## Source passage

┌────────

Here is a Day 23 pic of my first bowl. After an initial burst during the first two weeks, growth seems to be slowing down. Most likely due to the fact that my house is quite cool. There are 5 ghost shrimp in this bowl now, living up to their names.


----------



## Aplomado (Feb 20, 2013)

Don't bury the anubias rizome in the gravel, attach it to an object. It will die if the rhizome is buried.


----------



## Fletch (Mar 18, 2004)

The rhizome of the Anubias in my bowl is about 1/2 cm above the gravel, actually standing on its own roots, like they are legs. The roots grow down into the substrate. If you tie Anubias to something where the roots can't grow into the substrate, they grow so slowly they may as well be plastic. If the roots can grow into the substrate, I get three or four new leaves per month. When the rhizome gets to be about 3 or 4 cm long, I reach into the tank and cut the rhizome in half. The half with leaves keeps on growing just fine, and the piece with no leaves sprouts new ones within a few weeks. When it gets large enough, I move it to a new location. It usually takes a clump of gravel with it, which keeps it from floating. Definitely my favorite plant.


----------



## Fletch (Mar 18, 2004)

If I make any more larger bowls, I will definitely put one of these low wattage heaters in it. http://www.petsmart.com/product/inde...AvailInCA/No
My first bowl, without heat, is hovering at 18-20 degrees, and the plants are NOT happy. Only the Ludwigia is growing, the rest have slowed to a crawl. The second bowl with the heater under the gravel, stays between 22 and 24 degrees C and is showing new growth for all the plants. I sure hope this -20 degree C weather goes away soon. My house is not the best environment for my nano tanks and spherical bowls without heat.

└────────

## Stated problem A
Copy the rows from the pointing dataset below exactly as they appear, keeping every line.

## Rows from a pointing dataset
┌────────

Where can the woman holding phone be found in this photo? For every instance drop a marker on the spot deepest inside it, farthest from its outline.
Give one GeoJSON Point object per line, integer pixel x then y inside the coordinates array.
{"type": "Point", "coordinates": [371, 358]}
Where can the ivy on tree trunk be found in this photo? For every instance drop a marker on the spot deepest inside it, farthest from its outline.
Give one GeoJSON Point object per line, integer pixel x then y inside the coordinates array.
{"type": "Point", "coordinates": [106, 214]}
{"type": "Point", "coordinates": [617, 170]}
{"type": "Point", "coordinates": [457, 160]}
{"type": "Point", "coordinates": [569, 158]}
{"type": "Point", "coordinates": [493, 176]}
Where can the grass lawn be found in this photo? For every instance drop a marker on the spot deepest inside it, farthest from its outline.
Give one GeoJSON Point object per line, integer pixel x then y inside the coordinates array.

└────────

## Stated problem B
In the aquarium forum thread above, what temperature range does the second bowl, the one with the heater under the gravel, stay within?

## Written reply A
Where can the woman holding phone be found in this photo? For every instance drop a marker on the spot deepest inside it, farthest from its outline.
Give one GeoJSON Point object per line, integer pixel x then y inside the coordinates array.
{"type": "Point", "coordinates": [371, 358]}
Where can the ivy on tree trunk be found in this photo? For every instance drop a marker on the spot deepest inside it, farthest from its outline.
Give one GeoJSON Point object per line, integer pixel x then y inside the coordinates array.
{"type": "Point", "coordinates": [106, 214]}
{"type": "Point", "coordinates": [617, 170]}
{"type": "Point", "coordinates": [457, 160]}
{"type": "Point", "coordinates": [569, 158]}
{"type": "Point", "coordinates": [493, 176]}
Where can the grass lawn be found in this photo? For every instance drop a marker on the spot deepest inside it, farthest from its outline.
Give one GeoJSON Point object per line, integer pixel x then y inside the coordinates array.

## Written reply B
Between 22 and 24 degrees C.